__Assignment__: Exactly the lines from the one containing "Target: built-in grill" through the one containing "Sample: [(529, 392)]" in the listing below are to be copied, with the pictures left out.

__Provided data__:
________________________

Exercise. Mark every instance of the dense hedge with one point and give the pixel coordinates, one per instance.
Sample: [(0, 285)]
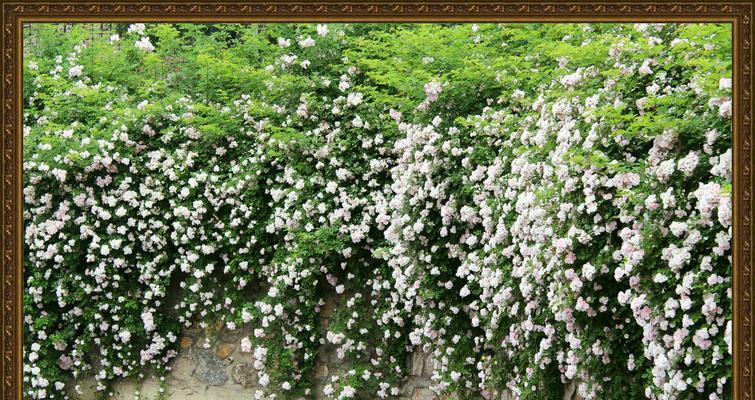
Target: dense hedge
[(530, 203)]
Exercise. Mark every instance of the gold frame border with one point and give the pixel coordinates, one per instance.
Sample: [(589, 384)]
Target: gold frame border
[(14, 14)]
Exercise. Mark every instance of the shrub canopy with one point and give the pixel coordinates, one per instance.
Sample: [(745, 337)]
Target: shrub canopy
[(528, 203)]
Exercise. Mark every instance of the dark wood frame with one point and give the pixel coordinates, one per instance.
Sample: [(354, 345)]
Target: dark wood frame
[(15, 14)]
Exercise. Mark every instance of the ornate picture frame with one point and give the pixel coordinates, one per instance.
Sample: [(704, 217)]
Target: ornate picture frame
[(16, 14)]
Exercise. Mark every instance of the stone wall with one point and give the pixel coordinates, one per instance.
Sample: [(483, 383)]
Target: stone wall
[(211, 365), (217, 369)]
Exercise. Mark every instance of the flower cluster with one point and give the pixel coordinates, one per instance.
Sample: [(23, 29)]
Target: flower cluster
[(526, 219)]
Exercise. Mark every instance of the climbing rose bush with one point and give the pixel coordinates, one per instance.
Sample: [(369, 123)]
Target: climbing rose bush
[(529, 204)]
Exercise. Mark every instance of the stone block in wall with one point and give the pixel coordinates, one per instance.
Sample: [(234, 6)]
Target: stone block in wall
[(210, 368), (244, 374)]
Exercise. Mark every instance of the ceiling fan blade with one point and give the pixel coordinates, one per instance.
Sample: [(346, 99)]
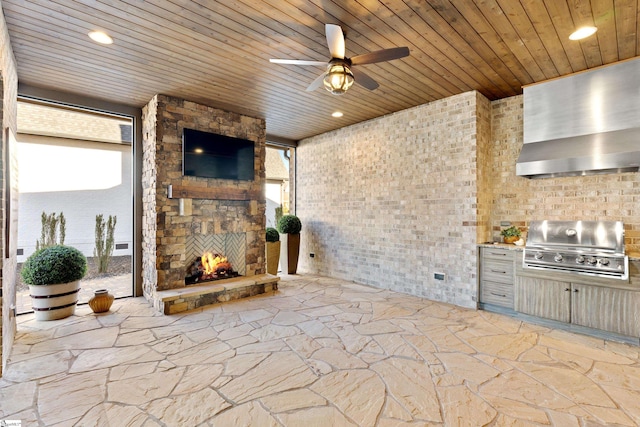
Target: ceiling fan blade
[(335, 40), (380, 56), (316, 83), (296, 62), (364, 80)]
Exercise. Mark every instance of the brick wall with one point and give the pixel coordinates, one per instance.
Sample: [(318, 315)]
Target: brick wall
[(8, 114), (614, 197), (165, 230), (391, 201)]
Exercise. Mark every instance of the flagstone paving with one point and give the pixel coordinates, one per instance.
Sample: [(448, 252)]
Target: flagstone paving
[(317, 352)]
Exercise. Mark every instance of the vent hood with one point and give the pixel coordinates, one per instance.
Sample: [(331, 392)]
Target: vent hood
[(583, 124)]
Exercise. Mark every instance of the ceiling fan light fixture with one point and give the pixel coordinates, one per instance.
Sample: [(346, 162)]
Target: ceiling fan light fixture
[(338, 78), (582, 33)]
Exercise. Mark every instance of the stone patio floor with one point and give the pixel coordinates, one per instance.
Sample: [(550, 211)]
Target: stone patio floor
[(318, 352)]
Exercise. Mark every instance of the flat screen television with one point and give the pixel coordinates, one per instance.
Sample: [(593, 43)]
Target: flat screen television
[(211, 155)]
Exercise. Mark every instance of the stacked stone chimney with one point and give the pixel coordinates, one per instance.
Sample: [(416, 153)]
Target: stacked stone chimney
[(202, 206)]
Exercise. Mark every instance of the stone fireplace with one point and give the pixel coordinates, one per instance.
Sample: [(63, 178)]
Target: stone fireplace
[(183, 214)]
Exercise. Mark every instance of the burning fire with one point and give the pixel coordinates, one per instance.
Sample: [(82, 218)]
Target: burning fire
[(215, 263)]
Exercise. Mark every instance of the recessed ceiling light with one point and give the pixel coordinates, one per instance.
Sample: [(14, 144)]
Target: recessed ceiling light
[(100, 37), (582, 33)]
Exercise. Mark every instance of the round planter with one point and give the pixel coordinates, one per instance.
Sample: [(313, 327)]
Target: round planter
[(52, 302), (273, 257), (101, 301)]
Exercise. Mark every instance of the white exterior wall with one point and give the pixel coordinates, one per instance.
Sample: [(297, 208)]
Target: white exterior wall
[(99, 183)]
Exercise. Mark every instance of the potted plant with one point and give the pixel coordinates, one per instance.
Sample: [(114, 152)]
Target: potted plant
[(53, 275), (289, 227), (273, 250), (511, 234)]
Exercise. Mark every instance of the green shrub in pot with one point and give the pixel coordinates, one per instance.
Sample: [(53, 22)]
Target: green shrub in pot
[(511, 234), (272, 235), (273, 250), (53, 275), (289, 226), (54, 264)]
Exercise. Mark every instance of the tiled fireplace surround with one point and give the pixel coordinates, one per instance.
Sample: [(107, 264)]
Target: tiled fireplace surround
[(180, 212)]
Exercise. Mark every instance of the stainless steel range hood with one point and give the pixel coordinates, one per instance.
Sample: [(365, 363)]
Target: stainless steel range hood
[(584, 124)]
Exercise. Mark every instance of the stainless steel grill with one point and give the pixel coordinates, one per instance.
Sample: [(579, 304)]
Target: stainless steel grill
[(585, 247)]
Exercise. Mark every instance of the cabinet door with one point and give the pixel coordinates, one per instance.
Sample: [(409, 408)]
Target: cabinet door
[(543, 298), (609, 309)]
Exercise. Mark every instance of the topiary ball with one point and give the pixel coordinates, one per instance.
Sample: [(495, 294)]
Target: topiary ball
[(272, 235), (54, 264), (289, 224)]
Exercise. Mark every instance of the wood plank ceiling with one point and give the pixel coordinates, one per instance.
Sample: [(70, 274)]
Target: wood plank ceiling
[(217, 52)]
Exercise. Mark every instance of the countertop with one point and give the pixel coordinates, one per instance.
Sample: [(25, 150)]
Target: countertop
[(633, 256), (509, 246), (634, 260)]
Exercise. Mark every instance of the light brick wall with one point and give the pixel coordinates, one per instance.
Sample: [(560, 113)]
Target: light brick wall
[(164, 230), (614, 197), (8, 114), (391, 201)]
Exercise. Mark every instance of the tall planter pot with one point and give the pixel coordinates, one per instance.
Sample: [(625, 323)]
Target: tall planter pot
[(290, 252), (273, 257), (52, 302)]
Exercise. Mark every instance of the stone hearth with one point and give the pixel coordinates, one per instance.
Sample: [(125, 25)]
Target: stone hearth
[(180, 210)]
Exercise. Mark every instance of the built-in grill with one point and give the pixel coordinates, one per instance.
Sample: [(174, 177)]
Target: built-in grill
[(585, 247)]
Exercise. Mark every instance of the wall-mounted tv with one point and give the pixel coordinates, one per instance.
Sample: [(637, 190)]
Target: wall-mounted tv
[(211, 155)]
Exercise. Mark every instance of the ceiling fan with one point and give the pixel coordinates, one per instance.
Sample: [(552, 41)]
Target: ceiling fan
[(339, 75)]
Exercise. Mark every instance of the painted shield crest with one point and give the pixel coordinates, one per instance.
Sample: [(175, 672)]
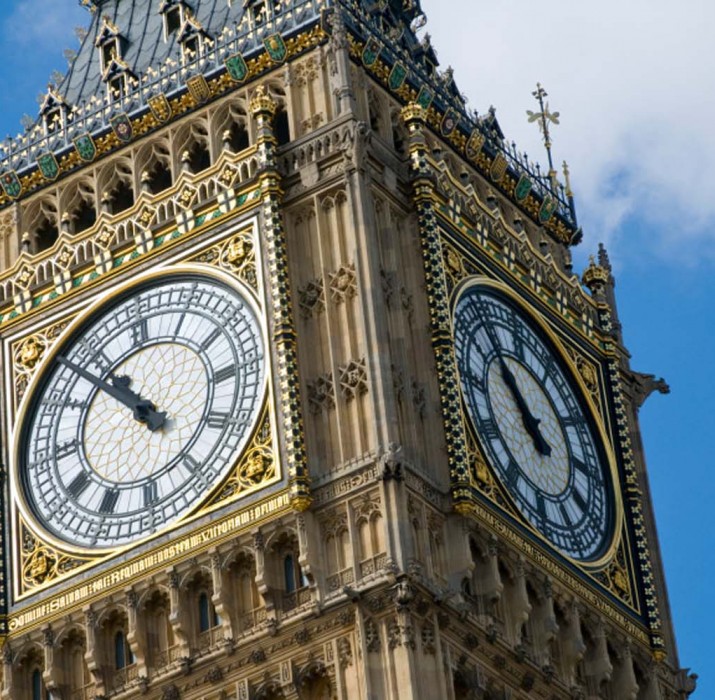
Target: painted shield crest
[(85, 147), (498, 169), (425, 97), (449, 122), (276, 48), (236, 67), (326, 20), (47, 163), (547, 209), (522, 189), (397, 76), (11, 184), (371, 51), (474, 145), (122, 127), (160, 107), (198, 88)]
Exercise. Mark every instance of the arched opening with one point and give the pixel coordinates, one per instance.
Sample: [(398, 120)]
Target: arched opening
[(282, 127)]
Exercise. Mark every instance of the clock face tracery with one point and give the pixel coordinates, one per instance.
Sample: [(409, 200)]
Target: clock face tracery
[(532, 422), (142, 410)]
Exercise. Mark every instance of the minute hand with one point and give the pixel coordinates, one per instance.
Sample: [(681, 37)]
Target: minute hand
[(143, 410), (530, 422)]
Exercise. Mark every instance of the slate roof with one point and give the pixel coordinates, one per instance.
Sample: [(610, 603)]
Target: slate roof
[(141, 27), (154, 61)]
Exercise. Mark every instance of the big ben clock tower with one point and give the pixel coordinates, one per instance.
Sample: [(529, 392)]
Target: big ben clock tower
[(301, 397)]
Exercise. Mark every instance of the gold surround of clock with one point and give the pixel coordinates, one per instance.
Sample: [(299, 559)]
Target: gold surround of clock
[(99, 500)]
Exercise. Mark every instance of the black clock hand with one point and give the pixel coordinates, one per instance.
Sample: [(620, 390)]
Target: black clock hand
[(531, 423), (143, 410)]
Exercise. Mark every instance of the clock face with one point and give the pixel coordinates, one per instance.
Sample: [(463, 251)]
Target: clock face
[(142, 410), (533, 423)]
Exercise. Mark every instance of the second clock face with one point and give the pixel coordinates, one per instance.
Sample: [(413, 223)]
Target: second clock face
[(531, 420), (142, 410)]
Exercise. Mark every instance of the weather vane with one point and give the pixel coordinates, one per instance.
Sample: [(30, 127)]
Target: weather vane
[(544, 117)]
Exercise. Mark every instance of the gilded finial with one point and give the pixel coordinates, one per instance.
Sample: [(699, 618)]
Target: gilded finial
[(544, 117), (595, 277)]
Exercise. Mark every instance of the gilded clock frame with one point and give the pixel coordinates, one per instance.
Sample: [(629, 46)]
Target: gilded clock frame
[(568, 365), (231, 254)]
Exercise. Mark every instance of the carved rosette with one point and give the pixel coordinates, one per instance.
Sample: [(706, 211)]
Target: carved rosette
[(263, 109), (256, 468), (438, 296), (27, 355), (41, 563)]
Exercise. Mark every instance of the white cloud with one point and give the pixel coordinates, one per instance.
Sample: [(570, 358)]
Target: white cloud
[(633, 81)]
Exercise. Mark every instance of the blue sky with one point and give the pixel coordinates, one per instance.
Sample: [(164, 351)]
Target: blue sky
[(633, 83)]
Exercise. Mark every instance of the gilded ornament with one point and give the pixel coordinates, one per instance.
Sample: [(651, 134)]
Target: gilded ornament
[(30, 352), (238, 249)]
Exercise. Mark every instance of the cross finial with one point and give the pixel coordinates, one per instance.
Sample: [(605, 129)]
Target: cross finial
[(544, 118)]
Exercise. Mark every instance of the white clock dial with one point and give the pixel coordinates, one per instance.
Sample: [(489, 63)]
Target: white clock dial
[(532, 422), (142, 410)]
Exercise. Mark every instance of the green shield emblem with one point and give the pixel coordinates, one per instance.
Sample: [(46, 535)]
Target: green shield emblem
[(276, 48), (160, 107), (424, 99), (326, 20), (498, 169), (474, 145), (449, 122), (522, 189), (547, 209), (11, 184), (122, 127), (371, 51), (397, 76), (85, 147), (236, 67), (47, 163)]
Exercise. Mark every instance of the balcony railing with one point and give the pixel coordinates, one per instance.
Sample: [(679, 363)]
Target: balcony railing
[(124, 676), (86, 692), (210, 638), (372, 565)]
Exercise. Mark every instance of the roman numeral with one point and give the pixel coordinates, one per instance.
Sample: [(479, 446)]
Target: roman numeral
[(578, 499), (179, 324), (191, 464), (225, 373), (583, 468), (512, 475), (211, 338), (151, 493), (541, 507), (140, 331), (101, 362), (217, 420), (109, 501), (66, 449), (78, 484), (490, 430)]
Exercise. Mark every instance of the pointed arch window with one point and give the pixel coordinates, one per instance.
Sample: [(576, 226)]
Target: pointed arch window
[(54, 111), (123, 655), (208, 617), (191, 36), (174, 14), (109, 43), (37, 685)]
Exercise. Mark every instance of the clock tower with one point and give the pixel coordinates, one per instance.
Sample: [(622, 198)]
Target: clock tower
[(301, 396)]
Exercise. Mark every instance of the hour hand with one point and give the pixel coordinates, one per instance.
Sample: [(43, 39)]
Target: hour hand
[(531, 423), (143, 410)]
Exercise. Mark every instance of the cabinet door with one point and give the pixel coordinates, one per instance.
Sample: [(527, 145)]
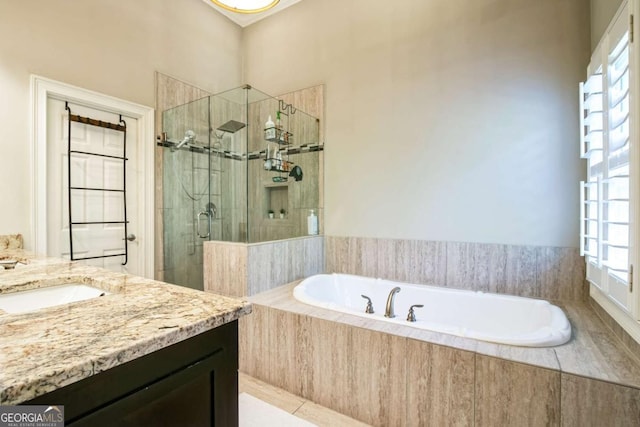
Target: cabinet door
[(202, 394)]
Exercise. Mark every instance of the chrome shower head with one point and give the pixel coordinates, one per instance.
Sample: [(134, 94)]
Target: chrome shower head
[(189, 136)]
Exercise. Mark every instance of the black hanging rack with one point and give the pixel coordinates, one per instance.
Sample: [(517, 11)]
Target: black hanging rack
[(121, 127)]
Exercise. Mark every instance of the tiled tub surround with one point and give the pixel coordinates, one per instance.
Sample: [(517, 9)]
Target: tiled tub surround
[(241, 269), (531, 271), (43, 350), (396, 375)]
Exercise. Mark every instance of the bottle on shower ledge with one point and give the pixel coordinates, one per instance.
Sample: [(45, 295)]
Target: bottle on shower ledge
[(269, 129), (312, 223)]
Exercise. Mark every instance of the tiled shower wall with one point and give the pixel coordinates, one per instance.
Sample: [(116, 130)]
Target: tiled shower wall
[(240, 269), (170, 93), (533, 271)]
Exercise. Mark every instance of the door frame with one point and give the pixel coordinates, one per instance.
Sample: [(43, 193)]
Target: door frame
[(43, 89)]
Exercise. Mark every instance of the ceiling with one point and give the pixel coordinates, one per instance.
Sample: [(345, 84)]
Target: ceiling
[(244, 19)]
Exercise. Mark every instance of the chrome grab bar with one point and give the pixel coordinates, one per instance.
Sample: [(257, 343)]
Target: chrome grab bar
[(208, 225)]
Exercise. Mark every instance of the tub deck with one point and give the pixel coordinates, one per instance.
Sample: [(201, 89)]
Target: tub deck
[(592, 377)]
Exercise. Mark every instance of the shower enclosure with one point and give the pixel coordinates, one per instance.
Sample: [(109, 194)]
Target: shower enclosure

________________________

__Reply__:
Target: built-in grill
[(585, 247)]
Exercise. Mark every instance of the wall-mounted tv with one point and give the pixel coordinates, one per instance.
Sample: [(637, 190)]
Target: wall-mounted tv
[(211, 155)]
Exercise. Mark every instance of the ceiling fan with one point and give the pixel coordinates, one per instance.
Sample: [(552, 41)]
Target: ceiling fan
[(339, 75)]
Exercise. Mark every instance of the painted shield crest with one point and give the pixel coordinates, one per instance.
Sample: [(175, 672)]
Target: painted shield crest
[(85, 147), (498, 169), (425, 97), (449, 122), (276, 48), (236, 67), (326, 20), (47, 163), (547, 209), (522, 189), (397, 76), (11, 184), (371, 51), (474, 145), (122, 127), (160, 107), (198, 88)]
Exercise. Mark every instance of the arched opening with one point and give the pixel coordinates, one per instance.
Sample: [(398, 120)]
Target: arched opening
[(282, 127)]
Exercise. Mark every instance of the clock face tracery with one point and give the pixel coordinates, one per instance.
Sample: [(409, 200)]
Target: clock face tracery
[(532, 422), (142, 410)]
Exercise. Mark every instance of the minute hand with one point and give the pixel coordinates, one per instance.
Sample: [(681, 37)]
Target: minute hand
[(143, 410), (530, 422)]
Exercise. Mark every instance of the slate roof with one point and give the pixel coordinates, one per instance.
Sample: [(610, 603)]
Target: slate roof
[(141, 27), (154, 61)]
Exercise. Mark every instance of the big ben clock tower with one point and give the pixel coordinates, one per instance.
Sample: [(529, 392)]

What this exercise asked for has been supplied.